REQUIREMENT
Each entry needs to be given again, character for character.

++++++++++++++++++++

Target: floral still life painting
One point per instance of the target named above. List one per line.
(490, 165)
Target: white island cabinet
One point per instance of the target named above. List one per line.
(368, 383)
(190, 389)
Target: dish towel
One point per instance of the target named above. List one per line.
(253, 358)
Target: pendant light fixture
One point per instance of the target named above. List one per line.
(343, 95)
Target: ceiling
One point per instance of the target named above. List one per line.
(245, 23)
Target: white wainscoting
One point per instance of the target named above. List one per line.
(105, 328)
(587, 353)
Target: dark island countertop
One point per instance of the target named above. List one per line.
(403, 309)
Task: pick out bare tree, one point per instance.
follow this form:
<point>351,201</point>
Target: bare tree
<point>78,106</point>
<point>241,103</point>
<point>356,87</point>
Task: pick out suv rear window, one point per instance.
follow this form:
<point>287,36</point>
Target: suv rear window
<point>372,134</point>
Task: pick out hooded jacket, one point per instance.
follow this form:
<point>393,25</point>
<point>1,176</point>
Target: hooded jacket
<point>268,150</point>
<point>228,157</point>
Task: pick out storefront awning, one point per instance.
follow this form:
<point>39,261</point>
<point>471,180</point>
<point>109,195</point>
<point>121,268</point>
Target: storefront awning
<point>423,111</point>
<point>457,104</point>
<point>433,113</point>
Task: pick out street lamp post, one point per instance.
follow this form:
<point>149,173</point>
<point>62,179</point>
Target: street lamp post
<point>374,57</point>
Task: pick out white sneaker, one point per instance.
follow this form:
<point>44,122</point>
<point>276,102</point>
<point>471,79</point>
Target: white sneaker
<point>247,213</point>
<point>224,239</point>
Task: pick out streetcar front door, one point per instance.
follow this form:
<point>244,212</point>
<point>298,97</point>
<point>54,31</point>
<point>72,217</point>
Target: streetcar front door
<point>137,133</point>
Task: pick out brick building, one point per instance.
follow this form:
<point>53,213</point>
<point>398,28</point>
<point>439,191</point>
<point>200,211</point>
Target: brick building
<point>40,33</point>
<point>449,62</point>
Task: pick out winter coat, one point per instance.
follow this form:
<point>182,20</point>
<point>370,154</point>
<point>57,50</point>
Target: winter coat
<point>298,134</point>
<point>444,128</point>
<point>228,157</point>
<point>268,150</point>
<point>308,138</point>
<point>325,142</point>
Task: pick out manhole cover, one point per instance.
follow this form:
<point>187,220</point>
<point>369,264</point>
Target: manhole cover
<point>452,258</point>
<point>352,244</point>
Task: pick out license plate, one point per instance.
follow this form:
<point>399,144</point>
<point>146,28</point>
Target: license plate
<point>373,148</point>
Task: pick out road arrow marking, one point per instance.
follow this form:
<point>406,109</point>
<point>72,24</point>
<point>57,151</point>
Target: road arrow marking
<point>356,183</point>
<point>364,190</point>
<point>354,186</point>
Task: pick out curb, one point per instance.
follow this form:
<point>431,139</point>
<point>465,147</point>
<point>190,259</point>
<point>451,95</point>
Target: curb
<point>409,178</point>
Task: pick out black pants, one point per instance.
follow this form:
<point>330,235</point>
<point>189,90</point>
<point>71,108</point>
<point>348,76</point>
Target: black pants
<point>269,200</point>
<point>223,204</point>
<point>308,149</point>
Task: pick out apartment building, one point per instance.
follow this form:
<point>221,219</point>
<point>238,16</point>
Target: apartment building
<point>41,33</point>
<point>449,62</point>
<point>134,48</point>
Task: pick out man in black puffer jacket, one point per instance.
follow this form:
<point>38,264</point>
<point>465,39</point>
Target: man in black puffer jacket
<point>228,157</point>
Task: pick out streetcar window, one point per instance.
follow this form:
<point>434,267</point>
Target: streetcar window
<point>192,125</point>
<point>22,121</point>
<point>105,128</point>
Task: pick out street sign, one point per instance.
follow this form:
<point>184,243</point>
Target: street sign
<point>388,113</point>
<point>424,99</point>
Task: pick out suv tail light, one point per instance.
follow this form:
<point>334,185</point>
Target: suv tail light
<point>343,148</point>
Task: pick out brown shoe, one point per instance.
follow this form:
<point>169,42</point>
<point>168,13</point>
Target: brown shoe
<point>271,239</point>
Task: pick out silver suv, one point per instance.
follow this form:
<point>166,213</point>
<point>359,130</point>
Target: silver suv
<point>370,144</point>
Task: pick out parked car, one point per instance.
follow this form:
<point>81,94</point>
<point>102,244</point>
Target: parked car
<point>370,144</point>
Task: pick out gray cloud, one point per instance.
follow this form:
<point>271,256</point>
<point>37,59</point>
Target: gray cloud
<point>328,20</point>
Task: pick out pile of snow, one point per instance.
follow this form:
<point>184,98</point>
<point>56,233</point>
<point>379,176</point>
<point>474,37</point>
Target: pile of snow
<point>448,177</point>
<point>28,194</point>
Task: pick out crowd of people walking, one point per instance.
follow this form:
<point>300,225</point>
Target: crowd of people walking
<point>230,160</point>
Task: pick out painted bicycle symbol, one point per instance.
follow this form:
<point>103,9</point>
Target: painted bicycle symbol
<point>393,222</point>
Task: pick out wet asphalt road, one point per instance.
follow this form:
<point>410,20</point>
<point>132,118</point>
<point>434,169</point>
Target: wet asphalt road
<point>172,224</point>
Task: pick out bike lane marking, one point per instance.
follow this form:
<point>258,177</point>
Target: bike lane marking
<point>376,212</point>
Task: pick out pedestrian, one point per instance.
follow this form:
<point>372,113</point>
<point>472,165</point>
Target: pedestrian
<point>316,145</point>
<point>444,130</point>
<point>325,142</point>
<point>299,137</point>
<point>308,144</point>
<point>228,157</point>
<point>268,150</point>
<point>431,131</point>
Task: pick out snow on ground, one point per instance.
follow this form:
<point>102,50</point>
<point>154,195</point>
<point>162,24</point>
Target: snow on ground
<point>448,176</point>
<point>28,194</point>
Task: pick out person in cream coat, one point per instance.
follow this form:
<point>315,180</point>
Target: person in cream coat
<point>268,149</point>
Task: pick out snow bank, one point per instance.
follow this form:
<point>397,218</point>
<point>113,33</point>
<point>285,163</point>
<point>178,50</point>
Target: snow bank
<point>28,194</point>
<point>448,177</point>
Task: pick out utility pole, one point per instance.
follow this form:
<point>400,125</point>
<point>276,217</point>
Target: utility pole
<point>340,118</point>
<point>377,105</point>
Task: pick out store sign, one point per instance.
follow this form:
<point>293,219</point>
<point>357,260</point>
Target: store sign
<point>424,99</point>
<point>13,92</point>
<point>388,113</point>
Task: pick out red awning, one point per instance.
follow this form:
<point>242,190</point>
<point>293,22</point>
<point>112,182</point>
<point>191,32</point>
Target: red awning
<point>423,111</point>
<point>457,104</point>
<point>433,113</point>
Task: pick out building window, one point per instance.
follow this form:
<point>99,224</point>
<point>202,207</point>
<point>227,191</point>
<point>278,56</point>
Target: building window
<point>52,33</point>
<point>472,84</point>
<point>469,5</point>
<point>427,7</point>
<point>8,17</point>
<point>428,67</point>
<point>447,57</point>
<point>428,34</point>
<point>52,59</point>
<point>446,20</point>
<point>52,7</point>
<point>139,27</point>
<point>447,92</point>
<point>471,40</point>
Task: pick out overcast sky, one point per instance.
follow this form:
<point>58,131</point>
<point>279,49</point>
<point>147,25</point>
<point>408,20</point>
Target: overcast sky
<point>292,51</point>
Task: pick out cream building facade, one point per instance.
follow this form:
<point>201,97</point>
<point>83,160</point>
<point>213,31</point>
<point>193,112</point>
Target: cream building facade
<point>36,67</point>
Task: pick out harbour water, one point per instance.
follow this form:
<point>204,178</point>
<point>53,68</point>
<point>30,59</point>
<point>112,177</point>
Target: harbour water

++++++++++++++++++++

RESULT OF THE TASK
Target: floral still life painting
One point per instance of the target named above. List one per line.
(490, 165)
Target: white island cabinet
One point per instance of the target named above. List one per line.
(368, 383)
(190, 389)
Target: dish towel
One point per instance of the target named above. List one per line.
(253, 358)
Target: pendant light fixture
One point per instance of the target named above. List one per line.
(343, 95)
Target: ceiling
One point per instance of the target named above. List one per line.
(245, 23)
Target: white wainscoting
One point per instance of the target named above. List one per line.
(105, 328)
(587, 353)
Target: dark island countertop
One point per instance of the target named above. List one per line.
(403, 309)
Task: pick out bare tree, one point per instance.
follow this form:
<point>351,201</point>
Target: bare tree
<point>78,106</point>
<point>241,103</point>
<point>356,87</point>
Task: pick out suv rear window, one point per instance.
follow this form:
<point>287,36</point>
Target: suv rear window
<point>372,134</point>
Task: pick out hooded jacket, one point per instance.
follow this form:
<point>393,25</point>
<point>1,176</point>
Target: hooded jacket
<point>268,150</point>
<point>228,157</point>
Task: pick out storefront awning, one point per instance.
follow this form:
<point>39,261</point>
<point>471,180</point>
<point>109,195</point>
<point>121,268</point>
Target: storefront awning
<point>423,111</point>
<point>457,104</point>
<point>433,113</point>
Task: pick out street lamp post, one point per instance.
follow this form:
<point>149,173</point>
<point>62,179</point>
Target: street lamp post
<point>374,57</point>
Task: pick out white sneaker, one point per instance.
follow this form:
<point>44,122</point>
<point>276,102</point>
<point>471,79</point>
Target: white sneaker
<point>247,213</point>
<point>224,239</point>
Task: pick out streetcar front door, one point per instance.
follow this form:
<point>244,212</point>
<point>298,97</point>
<point>54,31</point>
<point>72,217</point>
Target: streetcar front door
<point>137,133</point>
Task: pick out brick building, one point per instance.
follow this form:
<point>53,213</point>
<point>398,28</point>
<point>439,191</point>
<point>200,211</point>
Target: brick building
<point>40,33</point>
<point>449,62</point>
Task: pick out winter coat, one point per instance.
follow this form:
<point>182,20</point>
<point>370,154</point>
<point>57,50</point>
Target: winter coat
<point>298,134</point>
<point>444,128</point>
<point>228,157</point>
<point>268,150</point>
<point>308,138</point>
<point>325,142</point>
Task: pick out manhole cover, one point per instance.
follow this form:
<point>187,220</point>
<point>369,264</point>
Target: manhole cover
<point>452,258</point>
<point>352,244</point>
Task: pick out license plate, one point per instance.
follow this form:
<point>399,144</point>
<point>146,28</point>
Target: license plate
<point>373,148</point>
Task: pick out road arrow marking, one point per instance.
follow this form:
<point>406,109</point>
<point>72,24</point>
<point>57,151</point>
Target: road arrow marking
<point>356,183</point>
<point>364,190</point>
<point>354,186</point>
Task: pick out curb, one point per instance.
follow this form:
<point>431,139</point>
<point>465,147</point>
<point>190,259</point>
<point>451,95</point>
Target: curb
<point>409,178</point>
Task: pick out black pants, one point per instance.
follow this form:
<point>330,235</point>
<point>189,90</point>
<point>71,108</point>
<point>348,76</point>
Target: black pants
<point>269,200</point>
<point>223,204</point>
<point>308,149</point>
Task: pick out apartment building, one point per instance.
follow this form:
<point>221,219</point>
<point>238,16</point>
Target: apartment building
<point>41,33</point>
<point>449,62</point>
<point>134,48</point>
Task: pick out man in black puffer jacket, one point per instance.
follow this form:
<point>38,264</point>
<point>465,39</point>
Target: man in black puffer jacket
<point>228,157</point>
Task: pick out streetcar window, one point per instance.
follow this form:
<point>434,267</point>
Target: streetcar window
<point>192,125</point>
<point>22,121</point>
<point>105,128</point>
Task: pick out street sign, one point per instance.
follow this form:
<point>184,243</point>
Target: street sign
<point>388,113</point>
<point>424,99</point>
Task: pick out suv tail light, one point per instance.
follow this form:
<point>334,185</point>
Target: suv tail light
<point>343,148</point>
Task: pick out brown shoe, one point per instance.
follow this form:
<point>169,42</point>
<point>168,13</point>
Target: brown shoe
<point>271,239</point>
Task: pick out silver suv, one point per instance.
follow this form:
<point>166,213</point>
<point>359,130</point>
Target: silver suv
<point>370,144</point>
Task: pick out parked car, one point per instance.
follow this form:
<point>81,94</point>
<point>102,244</point>
Target: parked car
<point>370,144</point>
Task: pick out gray cloud, one point per instance.
follow this form:
<point>271,256</point>
<point>37,59</point>
Target: gray cloud
<point>328,20</point>
Task: pick out pile of snow, one point per instance.
follow this form:
<point>184,98</point>
<point>56,233</point>
<point>379,176</point>
<point>474,37</point>
Target: pile of snow
<point>448,177</point>
<point>28,194</point>
Task: pick out crowd of people walking, one point per instance.
follow this form:
<point>300,225</point>
Target: crowd of people walking
<point>230,160</point>
Task: pick out painted bicycle symbol, one point per instance.
follow this form:
<point>103,9</point>
Target: painted bicycle symbol
<point>393,222</point>
Task: pick out wet asphalt road, one point per instance.
follow this form:
<point>410,20</point>
<point>132,118</point>
<point>434,169</point>
Target: wet asphalt road
<point>172,224</point>
Task: pick out bike lane marking, one point per instance.
follow this form:
<point>258,177</point>
Target: bike lane marking
<point>376,212</point>
Task: pick out pedestrian, one point per instance.
follow this form:
<point>372,113</point>
<point>472,165</point>
Target: pedestrian
<point>316,145</point>
<point>444,130</point>
<point>325,142</point>
<point>299,137</point>
<point>308,144</point>
<point>228,157</point>
<point>268,150</point>
<point>431,131</point>
Task: pick out snow on ground, one point per instance.
follow this form:
<point>102,50</point>
<point>154,195</point>
<point>162,24</point>
Target: snow on ground
<point>448,176</point>
<point>28,194</point>
Task: pick out person in cream coat, one point per instance.
follow this form:
<point>315,180</point>
Target: person in cream coat
<point>268,149</point>
Task: pick out snow bank, one point per instance.
follow this form:
<point>397,218</point>
<point>113,33</point>
<point>285,163</point>
<point>178,50</point>
Target: snow bank
<point>28,194</point>
<point>448,177</point>
Task: pick out utility pole, one point per instance.
follow this form:
<point>400,125</point>
<point>276,217</point>
Target: utility pole
<point>340,118</point>
<point>377,105</point>
Task: pick out store sign, one point per instance.
follow this form:
<point>293,219</point>
<point>357,260</point>
Target: store sign
<point>424,99</point>
<point>13,92</point>
<point>388,113</point>
Task: pick out red awning, one point per instance.
follow this form:
<point>242,190</point>
<point>293,22</point>
<point>112,182</point>
<point>191,32</point>
Target: red awning
<point>423,111</point>
<point>457,104</point>
<point>433,113</point>
Task: pick out building window, one point per instance.
follow this form:
<point>99,224</point>
<point>202,207</point>
<point>227,191</point>
<point>278,56</point>
Target: building window
<point>52,33</point>
<point>472,84</point>
<point>469,5</point>
<point>427,7</point>
<point>8,17</point>
<point>428,67</point>
<point>447,57</point>
<point>428,34</point>
<point>52,59</point>
<point>446,20</point>
<point>52,7</point>
<point>139,27</point>
<point>447,92</point>
<point>471,40</point>
Task: pick out overcast sky, one point per instance.
follow this form:
<point>58,131</point>
<point>279,49</point>
<point>147,25</point>
<point>408,20</point>
Target: overcast sky
<point>292,51</point>
Task: pick out cream building facade, one point per instance.
follow this form:
<point>201,97</point>
<point>83,160</point>
<point>213,31</point>
<point>193,112</point>
Target: cream building facade
<point>36,67</point>
Task: pick out harbour water, one point per instance.
follow this form:
<point>204,178</point>
<point>53,68</point>
<point>30,59</point>
<point>112,177</point>
Target: harbour water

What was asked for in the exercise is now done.